Locate the line that contains "point: tree bark". Print it and every subsequent line through the final line of the records, exactly and only those.

* _Listed records_:
════════════════════

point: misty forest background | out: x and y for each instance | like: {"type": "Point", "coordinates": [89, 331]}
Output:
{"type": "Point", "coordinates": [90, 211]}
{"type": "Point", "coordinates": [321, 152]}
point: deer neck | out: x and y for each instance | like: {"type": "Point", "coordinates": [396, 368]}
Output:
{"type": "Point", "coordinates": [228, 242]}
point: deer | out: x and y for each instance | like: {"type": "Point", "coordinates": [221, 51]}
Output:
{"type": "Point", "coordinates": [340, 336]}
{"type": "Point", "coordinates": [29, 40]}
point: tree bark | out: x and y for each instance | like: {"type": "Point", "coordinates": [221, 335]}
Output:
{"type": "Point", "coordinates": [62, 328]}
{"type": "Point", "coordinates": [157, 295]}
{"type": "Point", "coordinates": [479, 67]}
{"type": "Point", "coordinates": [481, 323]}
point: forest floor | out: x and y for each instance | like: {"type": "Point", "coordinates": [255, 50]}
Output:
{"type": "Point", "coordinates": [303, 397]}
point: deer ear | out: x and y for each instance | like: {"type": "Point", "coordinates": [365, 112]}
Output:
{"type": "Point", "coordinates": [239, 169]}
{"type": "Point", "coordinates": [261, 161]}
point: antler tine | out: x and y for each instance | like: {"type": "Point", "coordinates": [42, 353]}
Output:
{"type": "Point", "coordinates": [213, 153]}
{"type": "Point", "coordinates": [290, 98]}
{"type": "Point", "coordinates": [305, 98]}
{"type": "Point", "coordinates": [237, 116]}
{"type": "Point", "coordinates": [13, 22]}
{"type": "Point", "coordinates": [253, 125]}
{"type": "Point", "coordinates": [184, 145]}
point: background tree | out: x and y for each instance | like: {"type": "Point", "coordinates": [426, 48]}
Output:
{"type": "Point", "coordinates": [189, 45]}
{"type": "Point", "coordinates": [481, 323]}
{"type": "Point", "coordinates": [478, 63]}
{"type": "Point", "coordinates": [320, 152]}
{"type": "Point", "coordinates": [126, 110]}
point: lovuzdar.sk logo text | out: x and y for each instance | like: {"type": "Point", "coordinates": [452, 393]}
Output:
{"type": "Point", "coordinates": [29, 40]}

════════════════════

* _In response_:
point: tree bark | out: x and y for each instance | like: {"type": "Point", "coordinates": [221, 335]}
Output:
{"type": "Point", "coordinates": [62, 328]}
{"type": "Point", "coordinates": [157, 295]}
{"type": "Point", "coordinates": [479, 67]}
{"type": "Point", "coordinates": [481, 323]}
point: forest floor | out: x and y for each instance | like: {"type": "Point", "coordinates": [255, 50]}
Output:
{"type": "Point", "coordinates": [303, 397]}
point: deer ear | out: x and y for each instance | like: {"type": "Point", "coordinates": [365, 112]}
Output:
{"type": "Point", "coordinates": [239, 169]}
{"type": "Point", "coordinates": [261, 161]}
point: antler tine | out: x and y for each instance | like: {"type": "Point", "coordinates": [42, 353]}
Output:
{"type": "Point", "coordinates": [213, 153]}
{"type": "Point", "coordinates": [290, 98]}
{"type": "Point", "coordinates": [305, 98]}
{"type": "Point", "coordinates": [237, 116]}
{"type": "Point", "coordinates": [13, 22]}
{"type": "Point", "coordinates": [253, 125]}
{"type": "Point", "coordinates": [184, 145]}
point: background tree | out: x and y for each instance | like: {"type": "Point", "coordinates": [426, 48]}
Output:
{"type": "Point", "coordinates": [189, 45]}
{"type": "Point", "coordinates": [481, 323]}
{"type": "Point", "coordinates": [478, 63]}
{"type": "Point", "coordinates": [320, 152]}
{"type": "Point", "coordinates": [126, 110]}
point: lovuzdar.sk logo text | out: x and y for each instance | like: {"type": "Point", "coordinates": [452, 393]}
Output:
{"type": "Point", "coordinates": [29, 40]}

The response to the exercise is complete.